--- ЧТО НУЖНО СДЕЛАТЬ ---
a. Верните дословно отрывок из текста о фронтовых техниках: начните с места, где стоят слова «Так уж случилось, что», и остановитесь после слов «сбивал вражеский самолет.».
b. Напишите продолжение текста о фронтовых техниках, начав сразу после его последнего предложения.

--- ТЕКСТ ДЛЯ ЧТЕНИЯ ---
::::
Так уж случилось, что за годы войны у меня сменилось несколько техников, и ни разу мне не приходилось сомневаться в готовности самолета к вылету, ни разу машина не подводила меня в бою. Я никогда не проверял ни горючее, ни масло, не осматривал перед вылетом самолет и не расписывался в приемке машины, как того требовала инструкция. Так поступали и другие летчики. И я не помню такого случая в нашем полку, чтобы техник подвел летчика. Пилоты гордились своими техниками, техники - своими летчиками. Профессиональной гордости техника не было предела, если "его" летчик сбивал вражеский самолет.

Могу сказать определенно: без хорошей работы технического персонала не может быть боеспособной авиации. И не было бы нашей победы в небе, окажись техники не на высоте. Основы нашего господства в воздухе закладывались на земле, когда техник, приняв машину у летчика после боевого вылета, начинал колдовать над ней, невозмутимо и споро. Повторяю, труд этот, кропотливый и нелегкий, не был внешне эффектен, но мы-то, взлетавшие ежедневно на своих видавших виды машинах, знали, какой ценой оплачивались наши победы. Так что гордились мы друг другом взаимно и очень дорожили нашей дружбой.
::::
--- ИСХОДНЫЕ МАТЕРИАЛЫ ---
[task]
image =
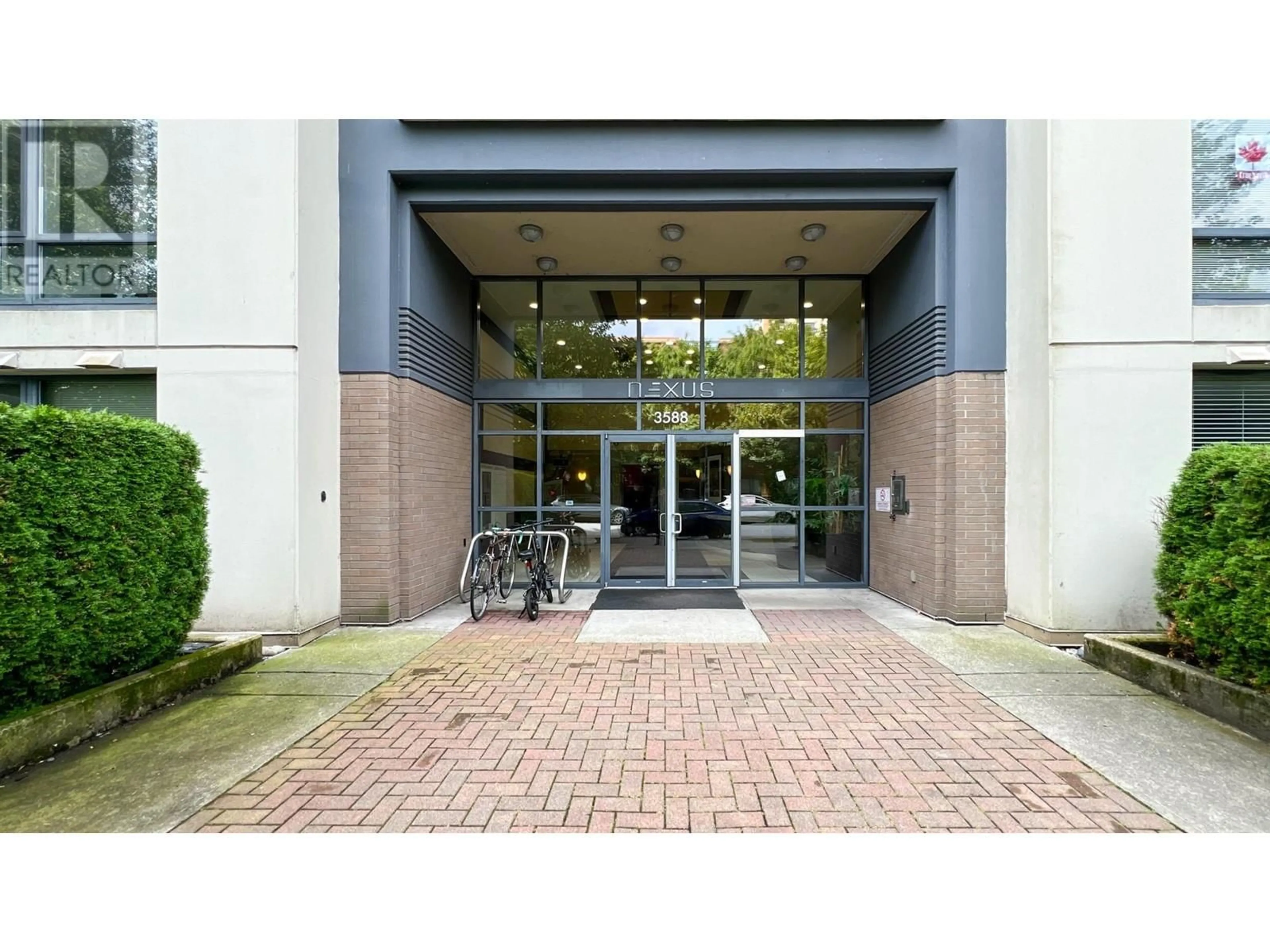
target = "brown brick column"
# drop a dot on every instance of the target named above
::::
--- ОТВЕТЫ НА ЗАДАНИЯ ---
a.
Так уж случилось, что за годы войны у меня сменилось несколько техников, и ни разу мне не приходилось сомневаться в готовности самолета к вылету, ни разу машина не подводила меня в бою. Я никогда не проверял ни горючее, ни масло, не осматривал перед вылетом самолет и не расписывался в приемке машины, как того требовала инструкция. Так поступали и другие летчики. И я не помню такого случая в нашем полку, чтобы техник подвел летчика. Пилоты гордились своими техниками, техники - своими летчиками. Профессиональной гордости техника не было предела, если "его" летчик сбивал вражеский самолет.

b.
Не знаю, когда техники отдыхали. У нас еще выпадали свободные минуты: по метеоусловиям или по другим причинам полеты иногда отменялись. Для техника же время нашего простоя было самой горячей порой. Он хозяйничал у истребителя, стоящего на земле, до очередного вылета. Когда же самолеты уходили на задание, то для техника наступали минуты переживаний: как там "его" машина, как летчик. И когда самолет не возвращался из полета, дольше всех ждал его на стоянке верный техник, упорно и терпеливо вглядываясь в даль.

...Ракета. Мы бежим к своим машинам, возле которых уже стоят с парашютами наши техники. Коля быстро застегивает поясные и плечевые ремни, я забираюсь в кабину - там уже аккуратно разложены привязные ремни. Включаю зажигание. Запускаю мотор. Он работает нормально.

- Счастливого полета, товарищ командир, - машет мне рукой Зарников.

Самолет уходит в небо...

Под бомбами

Весна сорок пятого года. Линия фронта проходит по Одеру. По всему видно наступает заключительный этап войны.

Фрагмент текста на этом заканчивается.